_Information_
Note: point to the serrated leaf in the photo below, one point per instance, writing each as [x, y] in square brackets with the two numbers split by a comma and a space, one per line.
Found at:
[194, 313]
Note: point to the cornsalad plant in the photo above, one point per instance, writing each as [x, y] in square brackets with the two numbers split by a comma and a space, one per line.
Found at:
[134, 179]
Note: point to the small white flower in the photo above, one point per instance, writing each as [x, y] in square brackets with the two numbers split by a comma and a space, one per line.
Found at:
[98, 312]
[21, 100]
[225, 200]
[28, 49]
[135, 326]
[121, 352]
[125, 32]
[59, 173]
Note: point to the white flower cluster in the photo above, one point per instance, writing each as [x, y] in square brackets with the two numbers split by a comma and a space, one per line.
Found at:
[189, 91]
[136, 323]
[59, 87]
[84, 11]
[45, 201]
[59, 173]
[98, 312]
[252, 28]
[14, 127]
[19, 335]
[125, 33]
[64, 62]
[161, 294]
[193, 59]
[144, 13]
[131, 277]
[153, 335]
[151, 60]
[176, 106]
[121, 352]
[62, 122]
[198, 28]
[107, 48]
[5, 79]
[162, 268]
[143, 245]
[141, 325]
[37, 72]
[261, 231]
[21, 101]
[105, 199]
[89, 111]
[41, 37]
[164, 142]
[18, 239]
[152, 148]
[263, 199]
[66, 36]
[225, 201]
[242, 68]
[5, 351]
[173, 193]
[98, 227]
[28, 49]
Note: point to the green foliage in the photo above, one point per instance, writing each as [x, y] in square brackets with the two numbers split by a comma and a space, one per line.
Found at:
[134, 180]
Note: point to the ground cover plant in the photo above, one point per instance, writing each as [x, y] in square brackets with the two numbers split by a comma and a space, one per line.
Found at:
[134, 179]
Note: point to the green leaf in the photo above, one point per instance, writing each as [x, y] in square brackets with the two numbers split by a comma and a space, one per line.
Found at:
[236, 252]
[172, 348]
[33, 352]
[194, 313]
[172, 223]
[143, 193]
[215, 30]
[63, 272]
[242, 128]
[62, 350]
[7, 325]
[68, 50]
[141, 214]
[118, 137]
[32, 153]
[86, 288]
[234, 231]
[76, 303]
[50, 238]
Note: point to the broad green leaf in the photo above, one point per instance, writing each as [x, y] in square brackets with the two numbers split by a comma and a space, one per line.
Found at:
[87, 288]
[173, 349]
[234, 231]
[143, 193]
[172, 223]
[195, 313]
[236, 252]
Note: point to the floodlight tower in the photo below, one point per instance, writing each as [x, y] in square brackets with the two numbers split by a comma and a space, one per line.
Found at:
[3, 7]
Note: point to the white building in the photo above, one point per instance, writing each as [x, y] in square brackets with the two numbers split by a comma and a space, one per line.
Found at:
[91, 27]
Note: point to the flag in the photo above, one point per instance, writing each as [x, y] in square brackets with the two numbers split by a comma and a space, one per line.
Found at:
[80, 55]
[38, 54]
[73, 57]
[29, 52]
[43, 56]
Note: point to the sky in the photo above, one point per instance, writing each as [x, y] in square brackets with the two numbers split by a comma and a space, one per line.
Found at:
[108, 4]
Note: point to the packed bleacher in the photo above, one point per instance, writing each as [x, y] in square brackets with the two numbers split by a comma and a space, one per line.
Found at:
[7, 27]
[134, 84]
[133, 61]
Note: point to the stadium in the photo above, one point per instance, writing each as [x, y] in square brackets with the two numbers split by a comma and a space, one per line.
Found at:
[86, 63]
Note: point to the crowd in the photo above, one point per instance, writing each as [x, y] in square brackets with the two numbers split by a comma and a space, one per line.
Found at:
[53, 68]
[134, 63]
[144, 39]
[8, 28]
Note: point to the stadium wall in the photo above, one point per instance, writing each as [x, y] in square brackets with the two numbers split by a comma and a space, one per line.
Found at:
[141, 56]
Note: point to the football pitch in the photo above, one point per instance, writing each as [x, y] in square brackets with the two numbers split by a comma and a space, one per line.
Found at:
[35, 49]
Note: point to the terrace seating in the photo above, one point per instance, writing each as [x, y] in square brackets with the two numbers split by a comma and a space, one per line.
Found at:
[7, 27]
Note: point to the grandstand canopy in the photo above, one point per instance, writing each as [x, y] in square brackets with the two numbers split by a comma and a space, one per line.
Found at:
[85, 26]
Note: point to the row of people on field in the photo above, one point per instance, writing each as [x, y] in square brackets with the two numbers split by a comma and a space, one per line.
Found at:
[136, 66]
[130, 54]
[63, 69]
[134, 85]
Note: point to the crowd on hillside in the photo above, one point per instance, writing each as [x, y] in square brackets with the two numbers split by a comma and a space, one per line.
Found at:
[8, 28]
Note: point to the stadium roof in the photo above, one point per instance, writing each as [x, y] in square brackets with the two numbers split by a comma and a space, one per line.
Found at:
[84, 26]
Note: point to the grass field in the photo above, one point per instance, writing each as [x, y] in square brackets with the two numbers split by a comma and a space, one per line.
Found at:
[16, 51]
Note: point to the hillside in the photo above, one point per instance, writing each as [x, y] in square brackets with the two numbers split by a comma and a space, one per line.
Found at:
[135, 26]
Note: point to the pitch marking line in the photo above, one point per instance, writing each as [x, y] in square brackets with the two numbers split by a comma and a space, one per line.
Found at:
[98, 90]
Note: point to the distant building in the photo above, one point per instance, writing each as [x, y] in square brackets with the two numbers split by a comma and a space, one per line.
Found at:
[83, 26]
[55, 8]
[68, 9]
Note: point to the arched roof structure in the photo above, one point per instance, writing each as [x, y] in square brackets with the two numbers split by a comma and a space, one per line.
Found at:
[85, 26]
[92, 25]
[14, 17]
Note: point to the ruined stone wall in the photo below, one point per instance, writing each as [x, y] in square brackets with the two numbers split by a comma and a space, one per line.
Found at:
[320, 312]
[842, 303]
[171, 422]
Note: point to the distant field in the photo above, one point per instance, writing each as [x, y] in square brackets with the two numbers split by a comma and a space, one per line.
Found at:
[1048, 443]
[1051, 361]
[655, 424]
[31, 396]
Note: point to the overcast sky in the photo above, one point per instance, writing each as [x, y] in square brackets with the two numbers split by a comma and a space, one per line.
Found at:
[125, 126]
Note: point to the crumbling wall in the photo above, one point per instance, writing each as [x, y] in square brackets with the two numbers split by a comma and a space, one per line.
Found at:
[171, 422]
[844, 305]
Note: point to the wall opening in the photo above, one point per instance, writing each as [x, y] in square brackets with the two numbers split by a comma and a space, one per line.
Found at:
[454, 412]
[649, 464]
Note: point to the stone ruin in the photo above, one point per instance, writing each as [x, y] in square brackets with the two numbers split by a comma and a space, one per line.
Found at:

_Directions_
Write down exactly the span of lines above from the one containing "Note: point to the overcast" to the one containing "Note: point to the wall", both ends included.

_Written solution_
Note: point to the overcast sky in the photo above, one point per instance, writing each as [x, y] in square brackets with the two numbers split by a comma and a space, one per line.
Found at:
[125, 126]
Note: point to the crumbling wall in the photo above, one point per instance, writing each as [x, y] in square brackets with the two numbers split by a comma and a space, one per line.
Found at:
[171, 422]
[844, 305]
Note: point to the wall opening in the photo above, one point per instance, writing each as [x, y] in square brackets with the two numbers split by a comma and a space, one per line.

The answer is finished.